§ Testo citato
+ + + + +

Ho saputo che esiste la continuazione di questa vicenda in "Ben nel mondo".
Quanta tristezza, ma quanta verità in questo romanzo che hai commentato con tanta sensibilità.
Eppure quella sensazione che il libro fosse scritto proprio per me l'ho provata anche io leggendo "Il diario di Jane Sommer"...
Penso che anche questo possa piacermi.
Ciao
Credere a te Mario, credere a Cristina... un bel dilemma! Per come sono fatto io, mi leggo il libro e mi faccio una convinzione personale. Comunque sia, sapere che ti ci sei ritrovato è uno stimolo a conoscere questa tua biografia traslata... :-)
b
Il romanzo è molto bello. Anche io ho iniziato il diario di Jane. Questa autrice ha un modo di usare le parole che potrebbe infastidire dando una falsa impressione di superficialità. Molto falsa, credo sia il suo modo di mascherarsi. La seconda parte non sapevo che ci fosse. Sarà per una futura ondata di acquisti.

+ + + + +

§ Elenco da usare
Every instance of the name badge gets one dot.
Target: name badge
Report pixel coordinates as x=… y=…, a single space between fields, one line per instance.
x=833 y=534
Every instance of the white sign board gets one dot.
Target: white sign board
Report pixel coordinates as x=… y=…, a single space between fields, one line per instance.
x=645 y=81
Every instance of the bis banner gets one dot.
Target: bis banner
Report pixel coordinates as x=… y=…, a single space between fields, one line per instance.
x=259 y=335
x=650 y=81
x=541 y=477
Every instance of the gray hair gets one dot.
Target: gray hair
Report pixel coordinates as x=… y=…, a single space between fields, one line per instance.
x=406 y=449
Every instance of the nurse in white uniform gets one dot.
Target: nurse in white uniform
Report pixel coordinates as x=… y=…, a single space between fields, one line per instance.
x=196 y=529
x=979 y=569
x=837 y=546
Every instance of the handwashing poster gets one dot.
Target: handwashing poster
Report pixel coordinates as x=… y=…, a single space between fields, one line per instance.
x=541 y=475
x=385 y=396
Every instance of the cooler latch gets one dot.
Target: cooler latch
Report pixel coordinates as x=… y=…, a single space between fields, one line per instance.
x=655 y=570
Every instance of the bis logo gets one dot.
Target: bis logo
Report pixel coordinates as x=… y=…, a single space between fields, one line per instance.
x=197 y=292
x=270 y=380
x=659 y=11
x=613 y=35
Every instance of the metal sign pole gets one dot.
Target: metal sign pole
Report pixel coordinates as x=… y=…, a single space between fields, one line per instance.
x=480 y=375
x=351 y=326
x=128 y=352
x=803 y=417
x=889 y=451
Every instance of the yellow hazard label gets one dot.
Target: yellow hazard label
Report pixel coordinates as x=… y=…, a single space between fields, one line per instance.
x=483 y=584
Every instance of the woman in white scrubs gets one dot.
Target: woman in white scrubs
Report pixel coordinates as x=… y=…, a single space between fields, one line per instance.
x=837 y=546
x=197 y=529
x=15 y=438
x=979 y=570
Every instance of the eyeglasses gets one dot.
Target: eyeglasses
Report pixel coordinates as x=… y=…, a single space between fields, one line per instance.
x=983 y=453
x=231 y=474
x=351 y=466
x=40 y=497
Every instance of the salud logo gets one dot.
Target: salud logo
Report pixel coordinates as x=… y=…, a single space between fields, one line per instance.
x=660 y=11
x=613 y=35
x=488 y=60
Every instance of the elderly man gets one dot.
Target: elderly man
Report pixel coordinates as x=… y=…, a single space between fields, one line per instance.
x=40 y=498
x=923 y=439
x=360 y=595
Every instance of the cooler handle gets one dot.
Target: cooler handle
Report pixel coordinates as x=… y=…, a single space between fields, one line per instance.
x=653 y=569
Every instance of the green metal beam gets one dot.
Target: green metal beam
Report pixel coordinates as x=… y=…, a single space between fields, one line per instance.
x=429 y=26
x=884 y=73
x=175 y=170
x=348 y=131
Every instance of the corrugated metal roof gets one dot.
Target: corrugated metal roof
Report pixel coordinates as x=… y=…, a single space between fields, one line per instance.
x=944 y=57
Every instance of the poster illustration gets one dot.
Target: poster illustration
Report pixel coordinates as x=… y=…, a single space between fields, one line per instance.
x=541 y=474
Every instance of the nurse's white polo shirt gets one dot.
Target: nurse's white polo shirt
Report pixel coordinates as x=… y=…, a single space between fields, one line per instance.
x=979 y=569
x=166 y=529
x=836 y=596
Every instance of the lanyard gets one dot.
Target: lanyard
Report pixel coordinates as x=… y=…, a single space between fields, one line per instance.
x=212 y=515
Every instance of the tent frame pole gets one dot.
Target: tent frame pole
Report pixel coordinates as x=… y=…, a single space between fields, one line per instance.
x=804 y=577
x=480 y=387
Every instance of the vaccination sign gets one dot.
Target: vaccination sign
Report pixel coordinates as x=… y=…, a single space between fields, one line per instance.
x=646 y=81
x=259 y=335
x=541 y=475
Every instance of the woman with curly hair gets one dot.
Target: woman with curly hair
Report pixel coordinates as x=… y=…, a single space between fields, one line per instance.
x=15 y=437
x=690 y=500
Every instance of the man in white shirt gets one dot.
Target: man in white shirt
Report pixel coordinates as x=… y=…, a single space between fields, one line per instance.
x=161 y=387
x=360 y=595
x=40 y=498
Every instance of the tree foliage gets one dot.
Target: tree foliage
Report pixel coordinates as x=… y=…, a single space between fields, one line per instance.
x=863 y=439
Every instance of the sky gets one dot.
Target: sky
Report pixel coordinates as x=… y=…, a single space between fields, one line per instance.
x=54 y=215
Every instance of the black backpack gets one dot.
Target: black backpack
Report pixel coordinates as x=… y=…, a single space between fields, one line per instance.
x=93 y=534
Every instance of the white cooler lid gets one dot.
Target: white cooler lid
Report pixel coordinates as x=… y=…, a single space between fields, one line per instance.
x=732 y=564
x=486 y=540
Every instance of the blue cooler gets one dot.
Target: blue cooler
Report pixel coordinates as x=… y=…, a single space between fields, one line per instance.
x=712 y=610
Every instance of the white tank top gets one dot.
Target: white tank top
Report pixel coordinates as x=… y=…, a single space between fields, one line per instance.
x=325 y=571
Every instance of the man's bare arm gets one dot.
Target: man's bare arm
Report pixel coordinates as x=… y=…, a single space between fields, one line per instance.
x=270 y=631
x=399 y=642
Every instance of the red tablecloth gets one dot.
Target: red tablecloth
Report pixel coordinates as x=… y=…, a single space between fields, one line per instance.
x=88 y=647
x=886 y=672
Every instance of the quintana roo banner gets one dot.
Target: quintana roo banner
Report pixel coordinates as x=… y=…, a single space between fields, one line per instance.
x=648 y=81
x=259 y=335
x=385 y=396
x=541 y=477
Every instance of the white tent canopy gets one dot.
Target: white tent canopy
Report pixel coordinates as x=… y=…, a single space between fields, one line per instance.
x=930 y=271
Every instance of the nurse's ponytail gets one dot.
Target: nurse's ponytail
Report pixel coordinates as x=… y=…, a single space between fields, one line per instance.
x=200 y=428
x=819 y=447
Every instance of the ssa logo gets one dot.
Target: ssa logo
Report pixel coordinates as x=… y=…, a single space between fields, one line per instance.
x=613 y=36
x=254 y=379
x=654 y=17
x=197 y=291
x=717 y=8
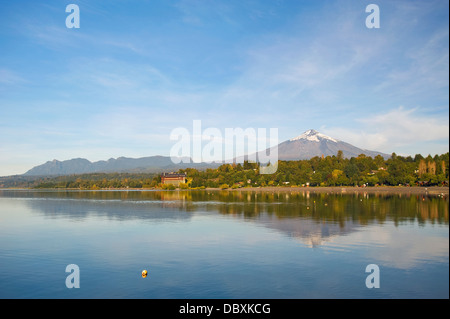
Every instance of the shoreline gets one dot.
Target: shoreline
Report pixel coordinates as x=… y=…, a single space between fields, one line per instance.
x=414 y=190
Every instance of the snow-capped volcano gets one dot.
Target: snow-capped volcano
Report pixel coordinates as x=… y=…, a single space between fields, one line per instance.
x=313 y=136
x=312 y=143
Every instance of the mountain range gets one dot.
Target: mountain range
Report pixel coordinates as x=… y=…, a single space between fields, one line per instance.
x=305 y=146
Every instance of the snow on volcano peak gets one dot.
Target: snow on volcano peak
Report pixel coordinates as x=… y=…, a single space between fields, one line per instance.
x=313 y=136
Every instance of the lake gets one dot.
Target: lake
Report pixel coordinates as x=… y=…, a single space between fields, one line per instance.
x=222 y=244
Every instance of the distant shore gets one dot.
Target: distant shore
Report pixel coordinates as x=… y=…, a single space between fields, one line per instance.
x=415 y=190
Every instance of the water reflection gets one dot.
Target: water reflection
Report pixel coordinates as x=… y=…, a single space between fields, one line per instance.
x=226 y=244
x=315 y=218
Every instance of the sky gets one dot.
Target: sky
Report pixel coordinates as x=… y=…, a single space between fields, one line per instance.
x=136 y=70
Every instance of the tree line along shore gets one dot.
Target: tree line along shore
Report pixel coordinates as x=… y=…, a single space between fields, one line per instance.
x=318 y=172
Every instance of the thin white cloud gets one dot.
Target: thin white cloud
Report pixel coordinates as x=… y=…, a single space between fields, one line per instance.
x=10 y=77
x=390 y=130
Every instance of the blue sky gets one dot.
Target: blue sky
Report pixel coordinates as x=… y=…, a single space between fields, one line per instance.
x=136 y=70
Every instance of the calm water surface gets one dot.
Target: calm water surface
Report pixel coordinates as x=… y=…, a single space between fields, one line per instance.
x=218 y=244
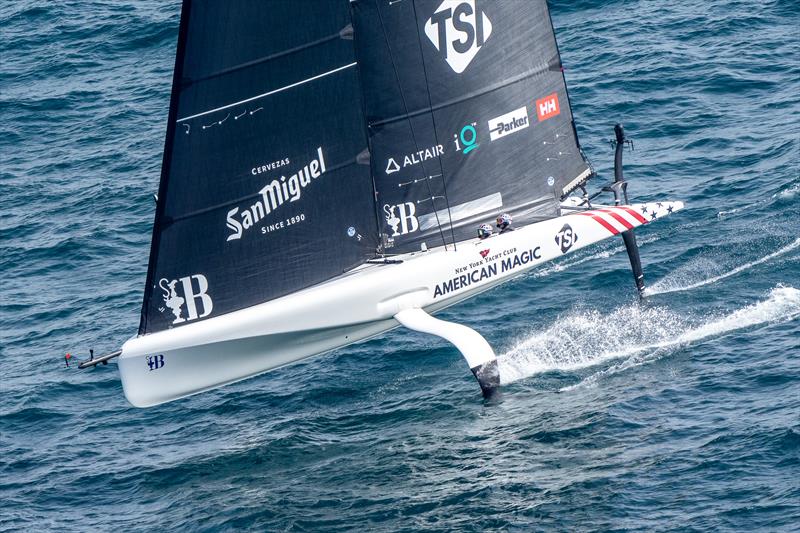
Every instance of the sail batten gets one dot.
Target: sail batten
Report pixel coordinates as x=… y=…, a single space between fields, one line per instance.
x=268 y=93
x=466 y=97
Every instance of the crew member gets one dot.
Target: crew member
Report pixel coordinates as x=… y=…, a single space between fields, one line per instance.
x=484 y=231
x=504 y=223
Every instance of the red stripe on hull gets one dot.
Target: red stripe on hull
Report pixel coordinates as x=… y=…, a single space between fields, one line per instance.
x=602 y=222
x=632 y=212
x=619 y=218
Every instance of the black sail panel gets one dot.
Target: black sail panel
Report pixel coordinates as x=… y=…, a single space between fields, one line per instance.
x=265 y=186
x=468 y=115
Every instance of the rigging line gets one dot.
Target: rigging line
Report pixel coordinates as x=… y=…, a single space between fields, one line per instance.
x=410 y=124
x=270 y=93
x=435 y=132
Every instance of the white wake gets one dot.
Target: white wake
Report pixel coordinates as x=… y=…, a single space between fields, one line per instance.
x=635 y=333
x=686 y=277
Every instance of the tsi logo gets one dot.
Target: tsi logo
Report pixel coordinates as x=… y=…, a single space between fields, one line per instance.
x=467 y=137
x=458 y=30
x=509 y=123
x=191 y=291
x=566 y=238
x=402 y=218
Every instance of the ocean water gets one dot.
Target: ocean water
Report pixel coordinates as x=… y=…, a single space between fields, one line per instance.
x=681 y=413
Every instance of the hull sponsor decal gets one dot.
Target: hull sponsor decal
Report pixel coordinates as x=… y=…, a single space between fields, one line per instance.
x=487 y=268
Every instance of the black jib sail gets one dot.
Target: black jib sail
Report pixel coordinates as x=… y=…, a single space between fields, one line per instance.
x=468 y=115
x=265 y=186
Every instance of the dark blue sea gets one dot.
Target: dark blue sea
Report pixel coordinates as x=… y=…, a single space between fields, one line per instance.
x=681 y=413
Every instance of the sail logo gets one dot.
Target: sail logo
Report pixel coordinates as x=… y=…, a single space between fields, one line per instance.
x=458 y=30
x=412 y=159
x=566 y=238
x=273 y=195
x=509 y=123
x=467 y=138
x=402 y=218
x=547 y=107
x=184 y=294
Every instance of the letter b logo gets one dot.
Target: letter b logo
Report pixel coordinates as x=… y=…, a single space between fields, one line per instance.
x=194 y=296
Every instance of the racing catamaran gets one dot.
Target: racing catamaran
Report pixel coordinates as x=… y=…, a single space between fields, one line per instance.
x=326 y=166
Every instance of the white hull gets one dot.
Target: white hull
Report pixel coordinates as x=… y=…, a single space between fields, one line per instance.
x=352 y=307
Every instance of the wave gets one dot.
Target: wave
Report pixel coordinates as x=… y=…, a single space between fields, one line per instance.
x=682 y=279
x=786 y=194
x=585 y=339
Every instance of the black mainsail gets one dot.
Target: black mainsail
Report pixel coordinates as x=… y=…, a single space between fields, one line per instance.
x=305 y=137
x=468 y=115
x=265 y=185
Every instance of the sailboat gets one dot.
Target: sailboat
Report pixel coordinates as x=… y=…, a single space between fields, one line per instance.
x=325 y=169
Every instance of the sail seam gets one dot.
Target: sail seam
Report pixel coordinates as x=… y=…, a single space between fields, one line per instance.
x=269 y=93
x=265 y=59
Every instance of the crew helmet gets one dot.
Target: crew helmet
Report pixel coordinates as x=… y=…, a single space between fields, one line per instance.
x=503 y=221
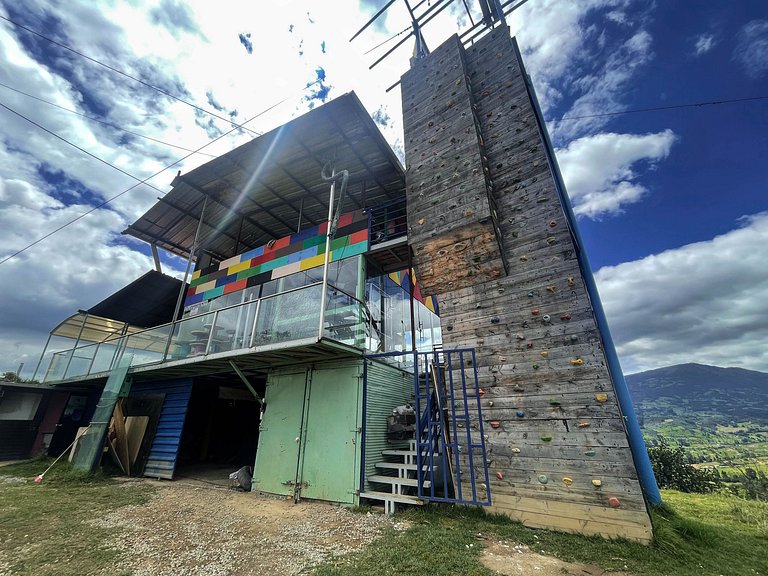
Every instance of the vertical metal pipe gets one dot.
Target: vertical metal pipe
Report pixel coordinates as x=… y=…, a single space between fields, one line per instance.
x=327 y=256
x=45 y=349
x=79 y=334
x=182 y=290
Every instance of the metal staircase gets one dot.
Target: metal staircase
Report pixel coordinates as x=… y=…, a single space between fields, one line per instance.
x=402 y=486
x=446 y=461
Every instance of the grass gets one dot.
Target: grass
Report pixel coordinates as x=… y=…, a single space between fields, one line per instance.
x=43 y=527
x=695 y=534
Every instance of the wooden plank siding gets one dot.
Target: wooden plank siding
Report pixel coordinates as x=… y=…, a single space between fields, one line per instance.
x=490 y=238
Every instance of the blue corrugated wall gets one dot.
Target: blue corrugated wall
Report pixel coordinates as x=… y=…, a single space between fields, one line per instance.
x=165 y=446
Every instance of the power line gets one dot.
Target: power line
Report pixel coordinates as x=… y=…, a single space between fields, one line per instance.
x=118 y=71
x=144 y=181
x=99 y=120
x=673 y=107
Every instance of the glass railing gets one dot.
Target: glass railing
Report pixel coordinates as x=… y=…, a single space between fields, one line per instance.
x=278 y=319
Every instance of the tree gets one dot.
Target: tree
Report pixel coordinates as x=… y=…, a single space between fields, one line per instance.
x=671 y=468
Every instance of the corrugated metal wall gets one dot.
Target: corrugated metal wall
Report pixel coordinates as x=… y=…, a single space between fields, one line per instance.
x=165 y=445
x=388 y=387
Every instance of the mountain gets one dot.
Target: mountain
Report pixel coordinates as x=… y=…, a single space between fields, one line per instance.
x=734 y=393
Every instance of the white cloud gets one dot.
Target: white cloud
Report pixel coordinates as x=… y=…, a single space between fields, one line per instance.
x=704 y=302
x=752 y=48
x=603 y=90
x=703 y=44
x=600 y=170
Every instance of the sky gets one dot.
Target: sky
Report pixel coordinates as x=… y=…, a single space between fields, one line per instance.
x=671 y=196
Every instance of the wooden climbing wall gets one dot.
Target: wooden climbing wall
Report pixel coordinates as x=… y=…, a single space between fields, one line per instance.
x=490 y=238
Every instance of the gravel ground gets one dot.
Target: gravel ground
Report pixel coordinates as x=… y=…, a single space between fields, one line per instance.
x=191 y=529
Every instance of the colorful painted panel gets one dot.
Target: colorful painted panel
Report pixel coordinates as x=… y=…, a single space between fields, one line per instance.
x=279 y=258
x=401 y=279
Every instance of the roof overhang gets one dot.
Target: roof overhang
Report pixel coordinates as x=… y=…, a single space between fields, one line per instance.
x=272 y=186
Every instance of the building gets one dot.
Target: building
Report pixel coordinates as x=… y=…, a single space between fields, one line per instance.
x=331 y=287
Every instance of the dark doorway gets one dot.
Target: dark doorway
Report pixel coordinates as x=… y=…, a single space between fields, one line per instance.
x=222 y=426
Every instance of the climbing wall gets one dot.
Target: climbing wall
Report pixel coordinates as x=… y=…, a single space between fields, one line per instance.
x=490 y=238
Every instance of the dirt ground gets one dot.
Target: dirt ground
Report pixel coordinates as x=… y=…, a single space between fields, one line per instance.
x=195 y=528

+ + + + +

§ Consegna A
Sostituisci "romanzo" con "racconto" nel tratto del testo citato che va da "Quanta tristezza, ma" fino a "questo possa piacermi.", e riporta quel tratto così modificato.
§ Consegna B
Ricopia senza alcuna modifica le righe dell'elenco da quella che contiene "Every instance of the shoreline gets one dot." fino a quella che contiene "x=318 y=172", entrambe comprese.

§ Risposta A
Quanta tristezza, ma quanta verità in questo racconto che hai commentato con tanta sensibilità.
Eppure quella sensazione che il libro fosse scritto proprio per me l'ho provata anche io leggendo "Il diario di Jane Sommer"...
Penso che anche questo possa piacermi.

§ Risposta B
Every instance of the shoreline gets one dot.
Target: shoreline
Report pixel coordinates as x=… y=…, a single space between fields, one line per instance.
x=414 y=190
Every instance of the snow-capped volcano gets one dot.
Target: snow-capped volcano
Report pixel coordinates as x=… y=…, a single space between fields, one line per instance.
x=313 y=136
x=312 y=143
Every instance of the mountain range gets one dot.
Target: mountain range
Report pixel coordinates as x=… y=…, a single space between fields, one line per instance.
x=305 y=146
Every instance of the snow on volcano peak gets one dot.
Target: snow on volcano peak
Report pixel coordinates as x=… y=…, a single space between fields, one line per instance.
x=313 y=136
Every instance of the lake gets one dot.
Target: lake
Report pixel coordinates as x=… y=…, a single space between fields, one line per instance.
x=222 y=244
Every instance of the distant shore gets one dot.
Target: distant shore
Report pixel coordinates as x=… y=…, a single space between fields, one line per instance.
x=415 y=190
Every instance of the water reflection gets one dot.
Target: water reflection
Report pixel coordinates as x=… y=…, a single space between fields, one line per instance.
x=226 y=244
x=315 y=218
Every instance of the sky gets one dot.
Target: sky
Report pixel coordinates as x=… y=…, a single space between fields, one line per instance.
x=136 y=70
Every instance of the tree line along shore gets one dot.
Target: tree line along shore
Report pixel coordinates as x=… y=…, a single space between fields, one line per instance.
x=318 y=172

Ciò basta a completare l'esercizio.